BEGIN Records to process

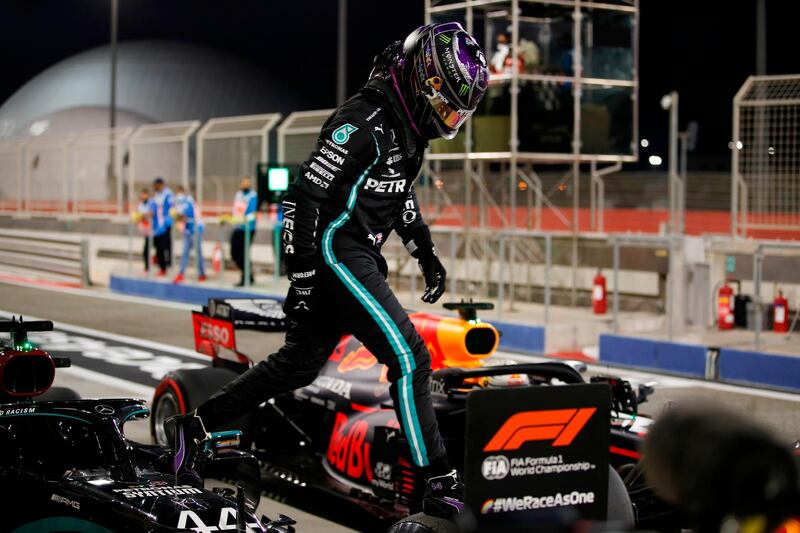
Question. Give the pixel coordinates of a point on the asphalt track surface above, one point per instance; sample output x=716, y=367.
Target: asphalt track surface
x=121, y=346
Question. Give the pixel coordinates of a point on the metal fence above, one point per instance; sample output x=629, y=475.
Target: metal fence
x=227, y=149
x=765, y=162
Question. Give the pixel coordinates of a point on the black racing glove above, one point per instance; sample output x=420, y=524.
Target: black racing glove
x=421, y=247
x=300, y=303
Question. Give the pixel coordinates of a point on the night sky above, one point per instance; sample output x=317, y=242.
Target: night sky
x=703, y=48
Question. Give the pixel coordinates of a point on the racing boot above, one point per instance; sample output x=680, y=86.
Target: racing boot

END Records to process

When a line in the listing has the string "sample" in it, return that line.

Question. Give the pixel coordinates of a point on the asphalt track surface above, one point per instance; sample output x=716, y=367.
Question. Give the pixel coordinates of a point on the metal fence above, one point per instance; sample output x=629, y=475.
Question. Give the pixel coordinates of a point on the black racing glove above, one point per instance; sample output x=420, y=524.
Question. Give the pixel coordinates of a point on the night sky above, one point per instance; sample output x=317, y=242.
Question. Give the pixel coordinates of a point on the racing boot above, one point per instance; sample output x=680, y=86.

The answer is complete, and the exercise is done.